TASK DESCRIPTION: Your task is to repeat the records exactly from the line containing "Where can the basement" onward, through the final line.

(Point labeling examples)

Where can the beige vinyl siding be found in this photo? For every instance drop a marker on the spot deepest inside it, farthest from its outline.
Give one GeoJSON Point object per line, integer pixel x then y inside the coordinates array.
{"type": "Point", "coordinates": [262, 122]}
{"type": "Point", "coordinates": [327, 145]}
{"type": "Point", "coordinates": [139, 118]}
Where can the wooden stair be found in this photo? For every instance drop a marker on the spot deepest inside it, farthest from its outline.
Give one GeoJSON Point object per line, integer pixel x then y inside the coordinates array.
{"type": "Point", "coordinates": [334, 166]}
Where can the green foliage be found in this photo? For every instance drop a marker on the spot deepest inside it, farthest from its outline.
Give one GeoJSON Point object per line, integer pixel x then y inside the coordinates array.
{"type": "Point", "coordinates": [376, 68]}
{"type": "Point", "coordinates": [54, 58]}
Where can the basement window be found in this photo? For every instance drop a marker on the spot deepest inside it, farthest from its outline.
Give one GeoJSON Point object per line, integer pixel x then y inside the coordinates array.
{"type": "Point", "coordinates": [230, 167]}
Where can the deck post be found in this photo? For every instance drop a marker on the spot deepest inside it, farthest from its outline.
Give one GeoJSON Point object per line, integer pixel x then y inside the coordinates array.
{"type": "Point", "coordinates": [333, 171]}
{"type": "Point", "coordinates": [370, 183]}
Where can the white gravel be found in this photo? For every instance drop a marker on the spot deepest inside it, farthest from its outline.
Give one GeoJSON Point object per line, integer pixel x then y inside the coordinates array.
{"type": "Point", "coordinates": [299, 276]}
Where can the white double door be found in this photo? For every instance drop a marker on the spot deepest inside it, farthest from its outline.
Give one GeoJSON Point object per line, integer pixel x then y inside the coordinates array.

WORKED SOLUTION:
Where can the basement window be found in this photo? For every instance drop a marker on the spot deepest inside it, farthest from its outline.
Give one GeoJSON Point object per line, integer pixel x then y inside the coordinates array.
{"type": "Point", "coordinates": [230, 167]}
Where can the deck post be found in this photo? For every instance drop a marker on the spot deepest inside it, farthest from its outline.
Give one GeoJSON Point object per line, integer pixel x then y inside the coordinates array.
{"type": "Point", "coordinates": [333, 171]}
{"type": "Point", "coordinates": [370, 183]}
Where can the white gravel be found in this photo? For every instance drop a marker on the spot deepest inside it, farthest from its outline.
Give one GeoJSON Point object per line, integer pixel x then y inside the coordinates array.
{"type": "Point", "coordinates": [299, 276]}
Where can the white double door be found in this photo? For every instance drop a marker on the spot deepest inside it, farthest from its outline.
Give one GeoJSON Point object per line, integer pixel x then y inside the coordinates array.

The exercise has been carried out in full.